__PROBLEM TO SOLVE__.
Write out each of the rows below verbatim, keeping every character and line break unchanged.

■ ■ ■

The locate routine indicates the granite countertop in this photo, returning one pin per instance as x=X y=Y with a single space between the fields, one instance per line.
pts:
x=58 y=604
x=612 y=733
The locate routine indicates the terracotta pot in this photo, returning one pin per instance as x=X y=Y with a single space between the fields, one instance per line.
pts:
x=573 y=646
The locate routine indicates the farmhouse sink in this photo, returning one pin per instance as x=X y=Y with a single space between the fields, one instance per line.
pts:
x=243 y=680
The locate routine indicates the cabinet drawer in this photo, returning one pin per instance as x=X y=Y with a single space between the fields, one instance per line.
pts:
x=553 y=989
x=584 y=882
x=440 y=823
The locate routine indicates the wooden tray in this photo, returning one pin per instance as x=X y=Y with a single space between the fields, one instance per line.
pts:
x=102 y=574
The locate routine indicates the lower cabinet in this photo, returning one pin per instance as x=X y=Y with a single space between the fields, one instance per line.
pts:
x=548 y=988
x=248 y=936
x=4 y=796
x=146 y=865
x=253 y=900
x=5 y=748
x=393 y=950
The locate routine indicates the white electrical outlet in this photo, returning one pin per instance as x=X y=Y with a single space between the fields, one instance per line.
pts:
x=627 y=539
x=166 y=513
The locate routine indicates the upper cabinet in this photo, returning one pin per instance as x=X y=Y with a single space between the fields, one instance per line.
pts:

■ ■ ■

__FINISHED ANSWER__.
The locate routine indicates the granite countertop in this photo, returning one pin per instance as x=X y=Y with a single space between the fields, one instance per line.
pts:
x=58 y=604
x=612 y=733
The locate routine indicates the terracotta pot in this photo, returning one pin per instance as x=X y=Y with a single space between the fields, one instance per line.
pts:
x=573 y=646
The locate routine indicates the farmhouse sink in this photo, returning one pin per instance as x=X y=Y with a single space between the fields, one instance per line.
pts:
x=243 y=680
The locate routine indicates the cabinet drawer in this photo, returning one pin per instance as x=X y=Y with a single space between the fields, one instance per line.
pts:
x=553 y=989
x=584 y=882
x=440 y=823
The locate routine indicates the wooden tray in this photo, returning one pin per instance as x=X y=Y with a single space between the fields, one instance per line.
pts:
x=102 y=574
The locate routine indicates the lower cabinet in this photo, returning one pin per instance as x=X y=Y with a single space between the fields, one instance per line.
pts:
x=548 y=988
x=248 y=936
x=4 y=796
x=146 y=865
x=253 y=900
x=5 y=748
x=393 y=950
The locate routine indicates the white electrical outlet in this photo, returning one pin per instance as x=X y=Y with a single space between the fields, one instance per line.
pts:
x=627 y=539
x=166 y=513
The locate routine indicates the upper cabinet in this photo, returning one pin per instance as x=X y=Y with a single space between the fields, one instance per line.
pts:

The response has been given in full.